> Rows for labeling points

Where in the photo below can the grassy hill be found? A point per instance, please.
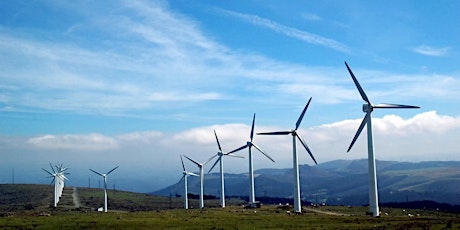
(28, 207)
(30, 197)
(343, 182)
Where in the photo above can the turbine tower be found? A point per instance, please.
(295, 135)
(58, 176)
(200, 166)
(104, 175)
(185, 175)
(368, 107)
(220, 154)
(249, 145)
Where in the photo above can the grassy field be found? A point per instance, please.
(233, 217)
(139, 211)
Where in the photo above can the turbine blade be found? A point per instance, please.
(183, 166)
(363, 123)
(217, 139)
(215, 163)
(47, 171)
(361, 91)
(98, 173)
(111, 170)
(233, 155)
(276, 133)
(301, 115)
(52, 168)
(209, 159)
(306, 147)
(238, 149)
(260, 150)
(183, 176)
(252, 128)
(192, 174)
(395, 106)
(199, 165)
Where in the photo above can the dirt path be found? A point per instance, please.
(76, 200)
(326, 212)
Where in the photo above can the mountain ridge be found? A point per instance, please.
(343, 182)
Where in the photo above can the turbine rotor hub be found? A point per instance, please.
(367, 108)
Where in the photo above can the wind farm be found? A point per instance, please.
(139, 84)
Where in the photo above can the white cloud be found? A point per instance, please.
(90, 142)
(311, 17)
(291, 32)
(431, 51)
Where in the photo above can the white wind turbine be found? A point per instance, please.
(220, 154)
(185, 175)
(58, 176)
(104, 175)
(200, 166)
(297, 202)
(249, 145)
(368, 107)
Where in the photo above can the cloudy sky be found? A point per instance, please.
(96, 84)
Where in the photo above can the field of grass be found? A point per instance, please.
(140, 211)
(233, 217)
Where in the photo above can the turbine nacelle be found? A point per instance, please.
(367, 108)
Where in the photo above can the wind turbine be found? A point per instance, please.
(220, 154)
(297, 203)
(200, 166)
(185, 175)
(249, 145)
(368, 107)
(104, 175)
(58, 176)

==

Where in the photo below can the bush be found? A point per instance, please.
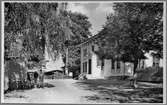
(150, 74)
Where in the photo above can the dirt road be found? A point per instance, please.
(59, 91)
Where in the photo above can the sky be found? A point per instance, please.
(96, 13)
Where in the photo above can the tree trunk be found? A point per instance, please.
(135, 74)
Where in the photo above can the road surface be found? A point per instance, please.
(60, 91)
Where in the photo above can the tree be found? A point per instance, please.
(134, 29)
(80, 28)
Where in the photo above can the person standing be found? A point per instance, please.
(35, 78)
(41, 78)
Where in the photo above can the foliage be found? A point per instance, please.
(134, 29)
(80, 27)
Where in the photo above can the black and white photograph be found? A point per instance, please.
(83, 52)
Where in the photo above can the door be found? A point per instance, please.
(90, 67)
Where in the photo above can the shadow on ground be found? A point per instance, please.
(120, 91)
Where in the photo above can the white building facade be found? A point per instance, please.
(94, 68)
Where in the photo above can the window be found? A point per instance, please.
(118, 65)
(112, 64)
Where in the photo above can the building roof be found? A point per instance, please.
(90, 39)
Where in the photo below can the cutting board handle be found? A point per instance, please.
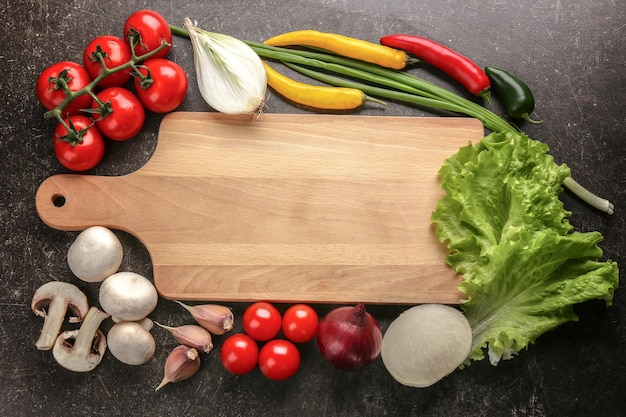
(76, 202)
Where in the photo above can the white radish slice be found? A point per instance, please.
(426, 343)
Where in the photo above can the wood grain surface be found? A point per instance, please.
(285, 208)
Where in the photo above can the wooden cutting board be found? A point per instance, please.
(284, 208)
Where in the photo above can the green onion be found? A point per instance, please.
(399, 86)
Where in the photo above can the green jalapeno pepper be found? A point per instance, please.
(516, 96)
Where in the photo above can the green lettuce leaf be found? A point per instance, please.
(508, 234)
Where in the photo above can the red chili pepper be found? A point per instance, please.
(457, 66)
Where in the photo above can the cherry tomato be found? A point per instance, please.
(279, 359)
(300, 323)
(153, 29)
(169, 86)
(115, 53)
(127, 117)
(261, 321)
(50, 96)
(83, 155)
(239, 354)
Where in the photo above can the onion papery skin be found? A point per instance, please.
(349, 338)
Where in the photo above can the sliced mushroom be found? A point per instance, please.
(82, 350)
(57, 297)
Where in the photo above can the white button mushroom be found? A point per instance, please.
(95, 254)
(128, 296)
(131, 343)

> THE EXERCISE
List every line of the rows above that contains the word "pepper", treating uppercase and lowercase letters as distinct.

> OUTPUT OF THE EXERCISE
Where in the photo above can the green jalapeno pepper be found? A point per instance, please.
Where in the photo above can the red chili pepper be found? A point per instance, please.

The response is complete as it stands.